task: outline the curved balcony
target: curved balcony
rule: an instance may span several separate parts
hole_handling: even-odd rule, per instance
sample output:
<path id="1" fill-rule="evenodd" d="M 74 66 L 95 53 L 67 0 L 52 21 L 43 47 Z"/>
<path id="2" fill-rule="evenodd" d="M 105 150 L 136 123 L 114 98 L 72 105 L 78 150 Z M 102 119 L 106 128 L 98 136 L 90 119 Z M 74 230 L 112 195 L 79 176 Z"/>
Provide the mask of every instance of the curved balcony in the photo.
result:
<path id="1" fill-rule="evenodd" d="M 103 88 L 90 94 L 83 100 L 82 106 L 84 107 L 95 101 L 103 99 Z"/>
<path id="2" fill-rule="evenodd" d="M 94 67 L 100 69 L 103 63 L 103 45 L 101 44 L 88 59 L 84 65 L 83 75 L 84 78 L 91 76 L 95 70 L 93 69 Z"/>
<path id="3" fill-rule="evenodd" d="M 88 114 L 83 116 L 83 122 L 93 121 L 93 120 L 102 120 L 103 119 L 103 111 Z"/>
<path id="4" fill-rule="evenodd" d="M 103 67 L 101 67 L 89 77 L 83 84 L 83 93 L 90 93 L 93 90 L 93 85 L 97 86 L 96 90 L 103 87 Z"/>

Directions for this task: Format the items above as a two-column CSV with the headers instruction and output, one row per item. Put each item's text and its answer in their own quoted fields, with line breaks changed to spaces.

Completed task:
instruction,output
"task: outline the curved balcony target: curved balcony rule: an instance may span several separate parts hole_handling: even-odd rule, per instance sample output: <path id=""1"" fill-rule=""evenodd"" d=""M 74 66 L 95 53 L 67 0 L 52 21 L 43 47 Z""/> <path id=""2"" fill-rule=""evenodd"" d=""M 105 150 L 136 123 L 114 98 L 72 105 L 78 150 Z M 102 119 L 106 128 L 98 136 L 90 119 Z M 74 230 L 112 195 L 79 176 Z""/> Provide the mask of every instance of the curved balcony in the photo. result:","<path id=""1"" fill-rule=""evenodd"" d=""M 103 88 L 90 94 L 83 100 L 82 106 L 84 107 L 95 101 L 103 99 Z""/> <path id=""2"" fill-rule=""evenodd"" d=""M 94 67 L 100 69 L 103 63 L 103 45 L 101 44 L 88 59 L 84 65 L 83 75 L 84 78 L 91 76 L 95 70 L 93 69 Z""/> <path id=""3"" fill-rule=""evenodd"" d=""M 88 114 L 83 116 L 83 122 L 93 121 L 93 120 L 102 120 L 103 119 L 103 111 Z""/> <path id=""4"" fill-rule=""evenodd"" d=""M 103 67 L 101 67 L 89 77 L 83 84 L 83 93 L 90 93 L 93 90 L 93 85 L 97 86 L 96 90 L 103 87 Z""/>"